Passage to read.
════════════════

THE Doma people in Zimbabwe could pass as any other peasant community anywhere in the world.
The community, which lives at the boundary of Zimbabwe with Zambia and Mozambique, comprises hardworking people just like the rest in the country. It is believed the ethnic group migrated from Mozambique. But some Doma people argue they once lived in the surrounding mountains.
The community, which occupies the Zambezi River basin, mainly depends on the river for their livelihood. Young and old have learnt fishing using different methods with simple bamboo sticks, strings and hooks.
However, what mainly distinguishes many Doma people from other communities across Zimbabwe are their large toes, which are usually two on each foot. There are also few who sport the three-toe feet.
The toes are so big such that those who sport them cannot wear shoes, if at all the villagers could afford them, or are offered the footwear.
Surprisingly, some people have normal feet, making a few of those with the two or three-toe feet shy away from them, and interact only with those sporting similar disability.
However, many people who sport the two- toe feet have since accepted their condition. For instance, Rambisai Chinobaiwa, who sports the two-toe feet as is her son Chengetai, says they have become used to living with the condition they have no control over.
The elders of the Vadoma people claim that their remote ancestors were bird like beings who came from the stars and mixed their DNA with early earth women to produce offspring. The elders state that their ancient ancestors came from the star systems of Sirius and first established colonies on a planet within our solar system that they refer to as Liitolafisi.
Sitting outside her home in Kanyemba, Mbire district, with her son, Rambisai says: “We can only accept our situation and thank the ancestors for our life. We are unique and we are okay with that.” Bernard Karumba in his mid-50s, says despite the conditions, many ‘normal’ Doma people are more than ready to marry those with normal feet though his father sported the two-toe feet. His children, too, have normal feet.
However, Karumba says, his father’s disability did not stop his mother from falling in love with him.
“My father had two toes on each foot, and my mother was just like any other normal woman. But they loved each other. This shows how deep our love for each other is. We do not look at many things, but the heart. This was evidenced in the marriage of my parents who managed to accept each other besides their huge differences in physical appearance,” Karumba says, adding: “We can only accept our situation.”

════════════════

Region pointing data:
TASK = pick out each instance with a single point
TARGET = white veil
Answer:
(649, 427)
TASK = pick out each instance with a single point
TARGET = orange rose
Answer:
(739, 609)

════════════════

Work instructions.
(A) In the passage on the Doma people, which two countries share the boundary with Zimbabwe where the community lives?
(B) Please copy the stretch from "Surprisingly, some people" through "to as Liitolafisi." in the passage on the Doma people, word for word.

Answers to the exercises.
(A) Zambia and Mozambique.

(B)
Surprisingly, some people have normal feet, making a few of those with the two or three-toe feet shy away from them, and interact only with those sporting similar disability.
However, many people who sport the two- toe feet have since accepted their condition. For instance, Rambisai Chinobaiwa, who sports the two-toe feet as is her son Chengetai, says they have become used to living with the condition they have no control over.
The elders of the Vadoma people claim that their remote ancestors were bird like beings who came from the stars and mixed their DNA with early earth women to produce offspring. The elders state that their ancient ancestors came from the star systems of Sirius and first established colonies on a planet within our solar system that they refer to as Liitolafisi.